*TASK TO CARRY OUT:*
Answer these questions using the abstract on stable intronic sequence RNAs below.
1. In the oocyte nucleus of which frog do these RNAs form the largest population of RNA?
2. What is their average length?
3. How conserved are they compared with exons?

*SELECTED EXTRACT:*
Stable intronic sequence RNAs (sisRNAs) are selected regions in introns with distinct properties

doi:10.21203/rs.2.14880/v4

Background: Stable introns and intronic fragments make up the largest population of RNA in the oocyte nucleus of the frog Xenopus tropicalis . These stable intronic sequence RNAs (sisRNAs) persist through the onset of zygotic transcription when synchronous cell division has ended and the developing embryo consists of approximately 8000 cells. Despite their abundance, the sequence properties and biological function of sisRNAs are just beginning to be understood. Results: To characterize this population of noncoding RNA, we identified all of the sisRNAs in the X. tropicalis oocyte nucleus using published high-throughput RNA sequencing data. Our analysis revealed that sisRNAs, have an average length of ~360 bps, are widely expressed from genes with multiple introns, and are derived from specific regions of introns that are GC and TG rich, while CpG poor. They are enriched in introns at both ends of transcripts but preferentially at the 3’ end. The consensus binding sites of specific transcription factors such as Stat3 are enriched in sisRNAs, suggesting an association between sisRNAs and transcription factors involved in early development. Evolutionary conservation analysis of sisRNA sequences in seven vertebrate genomes indicates that sisRNAs are as conserved as other parts of introns, but much less conserved than exons. Conclusion: In total, our results indicate sisRNAs are selected intron regions with distinct properties, and may play a role in gene expression regulation .

[Phrase grounding data]
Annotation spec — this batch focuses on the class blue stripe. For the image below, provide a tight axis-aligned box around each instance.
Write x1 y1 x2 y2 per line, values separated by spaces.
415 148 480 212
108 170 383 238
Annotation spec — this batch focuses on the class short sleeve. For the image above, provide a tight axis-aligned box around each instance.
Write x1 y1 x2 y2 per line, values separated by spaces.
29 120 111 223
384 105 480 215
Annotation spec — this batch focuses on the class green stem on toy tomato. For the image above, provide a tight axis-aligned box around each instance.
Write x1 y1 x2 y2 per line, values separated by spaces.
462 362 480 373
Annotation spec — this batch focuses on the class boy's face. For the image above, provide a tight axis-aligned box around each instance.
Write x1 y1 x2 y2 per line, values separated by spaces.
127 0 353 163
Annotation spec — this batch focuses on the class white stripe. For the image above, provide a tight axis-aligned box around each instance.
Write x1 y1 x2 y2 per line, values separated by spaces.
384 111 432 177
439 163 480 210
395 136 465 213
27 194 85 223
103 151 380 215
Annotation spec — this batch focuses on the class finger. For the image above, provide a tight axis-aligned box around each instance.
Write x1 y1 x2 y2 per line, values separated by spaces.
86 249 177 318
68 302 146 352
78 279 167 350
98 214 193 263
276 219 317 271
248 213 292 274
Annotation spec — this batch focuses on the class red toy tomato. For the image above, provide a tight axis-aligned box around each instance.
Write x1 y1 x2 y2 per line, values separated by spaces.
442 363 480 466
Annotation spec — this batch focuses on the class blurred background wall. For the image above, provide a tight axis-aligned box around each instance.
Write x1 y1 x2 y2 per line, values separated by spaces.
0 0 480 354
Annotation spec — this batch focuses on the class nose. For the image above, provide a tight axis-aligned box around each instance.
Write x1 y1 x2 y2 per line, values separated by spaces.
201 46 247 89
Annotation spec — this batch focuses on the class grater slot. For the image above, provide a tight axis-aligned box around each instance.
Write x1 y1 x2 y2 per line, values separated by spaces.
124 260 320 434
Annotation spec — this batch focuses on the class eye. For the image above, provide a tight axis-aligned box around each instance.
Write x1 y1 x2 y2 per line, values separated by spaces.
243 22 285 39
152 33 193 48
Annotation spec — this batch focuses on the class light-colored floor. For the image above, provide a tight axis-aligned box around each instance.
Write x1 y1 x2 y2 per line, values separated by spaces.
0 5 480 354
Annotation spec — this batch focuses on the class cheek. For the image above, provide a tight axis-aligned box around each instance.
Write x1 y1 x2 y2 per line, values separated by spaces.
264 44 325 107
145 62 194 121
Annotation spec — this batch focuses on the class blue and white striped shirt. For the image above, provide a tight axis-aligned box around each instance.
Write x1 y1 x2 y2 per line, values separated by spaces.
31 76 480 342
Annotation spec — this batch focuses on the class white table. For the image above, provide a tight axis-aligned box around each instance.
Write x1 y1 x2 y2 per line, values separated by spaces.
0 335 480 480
==
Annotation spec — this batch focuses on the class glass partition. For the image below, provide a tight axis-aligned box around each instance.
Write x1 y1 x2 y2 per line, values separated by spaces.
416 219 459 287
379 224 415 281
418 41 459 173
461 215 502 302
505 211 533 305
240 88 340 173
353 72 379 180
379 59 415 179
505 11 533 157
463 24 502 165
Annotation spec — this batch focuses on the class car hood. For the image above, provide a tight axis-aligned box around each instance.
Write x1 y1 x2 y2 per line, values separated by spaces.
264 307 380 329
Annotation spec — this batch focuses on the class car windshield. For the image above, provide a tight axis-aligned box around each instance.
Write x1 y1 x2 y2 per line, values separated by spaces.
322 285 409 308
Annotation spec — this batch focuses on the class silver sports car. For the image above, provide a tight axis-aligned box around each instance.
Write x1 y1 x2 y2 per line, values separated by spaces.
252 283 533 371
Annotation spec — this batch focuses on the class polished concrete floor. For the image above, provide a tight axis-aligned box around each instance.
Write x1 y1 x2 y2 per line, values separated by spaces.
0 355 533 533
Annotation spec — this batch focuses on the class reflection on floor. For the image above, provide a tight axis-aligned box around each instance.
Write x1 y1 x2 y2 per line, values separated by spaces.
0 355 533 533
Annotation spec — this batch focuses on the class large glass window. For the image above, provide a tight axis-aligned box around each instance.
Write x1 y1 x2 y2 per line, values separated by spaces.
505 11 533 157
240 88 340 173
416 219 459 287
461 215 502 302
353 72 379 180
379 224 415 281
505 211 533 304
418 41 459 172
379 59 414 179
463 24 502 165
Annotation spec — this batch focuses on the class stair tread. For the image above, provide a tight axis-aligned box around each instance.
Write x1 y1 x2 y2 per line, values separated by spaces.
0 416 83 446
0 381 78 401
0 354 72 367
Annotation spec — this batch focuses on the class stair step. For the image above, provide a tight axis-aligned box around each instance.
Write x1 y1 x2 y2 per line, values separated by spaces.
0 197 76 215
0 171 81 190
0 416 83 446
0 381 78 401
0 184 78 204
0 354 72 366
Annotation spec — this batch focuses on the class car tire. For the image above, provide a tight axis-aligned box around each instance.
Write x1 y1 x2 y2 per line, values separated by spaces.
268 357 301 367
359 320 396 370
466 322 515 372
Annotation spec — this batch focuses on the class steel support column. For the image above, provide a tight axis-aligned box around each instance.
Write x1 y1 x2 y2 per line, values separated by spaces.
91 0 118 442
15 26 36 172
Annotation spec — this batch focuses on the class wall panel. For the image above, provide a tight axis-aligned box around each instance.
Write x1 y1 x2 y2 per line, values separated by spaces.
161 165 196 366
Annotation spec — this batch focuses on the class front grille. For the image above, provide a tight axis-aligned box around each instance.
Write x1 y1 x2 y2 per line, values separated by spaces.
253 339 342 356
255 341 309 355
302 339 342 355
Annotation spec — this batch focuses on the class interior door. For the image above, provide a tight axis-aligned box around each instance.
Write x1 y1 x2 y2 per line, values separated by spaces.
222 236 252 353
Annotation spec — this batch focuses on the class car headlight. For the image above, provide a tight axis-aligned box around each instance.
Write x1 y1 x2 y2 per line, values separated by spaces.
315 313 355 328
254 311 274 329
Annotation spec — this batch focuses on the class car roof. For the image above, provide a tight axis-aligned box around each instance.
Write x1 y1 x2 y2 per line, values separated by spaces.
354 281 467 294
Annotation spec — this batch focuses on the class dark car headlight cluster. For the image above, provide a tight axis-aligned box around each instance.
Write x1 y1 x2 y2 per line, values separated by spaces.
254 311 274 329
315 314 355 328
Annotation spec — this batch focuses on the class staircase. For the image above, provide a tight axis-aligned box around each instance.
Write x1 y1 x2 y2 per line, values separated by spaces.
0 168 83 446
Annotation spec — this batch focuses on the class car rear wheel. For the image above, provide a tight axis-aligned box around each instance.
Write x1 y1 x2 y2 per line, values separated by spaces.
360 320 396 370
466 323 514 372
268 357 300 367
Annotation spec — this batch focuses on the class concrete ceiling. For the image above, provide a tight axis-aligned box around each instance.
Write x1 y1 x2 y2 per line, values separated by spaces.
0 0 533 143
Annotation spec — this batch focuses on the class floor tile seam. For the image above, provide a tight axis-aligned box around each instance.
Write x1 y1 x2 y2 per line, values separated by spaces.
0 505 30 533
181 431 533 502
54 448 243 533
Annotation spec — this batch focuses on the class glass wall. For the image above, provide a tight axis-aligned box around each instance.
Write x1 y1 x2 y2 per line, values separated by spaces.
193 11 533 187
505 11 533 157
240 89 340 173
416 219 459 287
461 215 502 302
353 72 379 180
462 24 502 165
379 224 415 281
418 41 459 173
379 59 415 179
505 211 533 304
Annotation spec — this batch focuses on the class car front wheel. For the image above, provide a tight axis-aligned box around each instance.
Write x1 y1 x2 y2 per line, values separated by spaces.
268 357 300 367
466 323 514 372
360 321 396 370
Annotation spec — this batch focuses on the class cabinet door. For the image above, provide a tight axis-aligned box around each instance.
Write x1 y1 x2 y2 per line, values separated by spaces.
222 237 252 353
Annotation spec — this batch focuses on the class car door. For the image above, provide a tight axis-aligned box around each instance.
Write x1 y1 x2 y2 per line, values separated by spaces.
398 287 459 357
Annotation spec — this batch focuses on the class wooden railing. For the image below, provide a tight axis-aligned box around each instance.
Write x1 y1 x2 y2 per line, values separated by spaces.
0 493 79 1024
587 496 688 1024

*SOLUTION TO THIS TASK:*
1. Xenopus tropicalis.
2. About 360 bps.
3. Much less conserved than exons.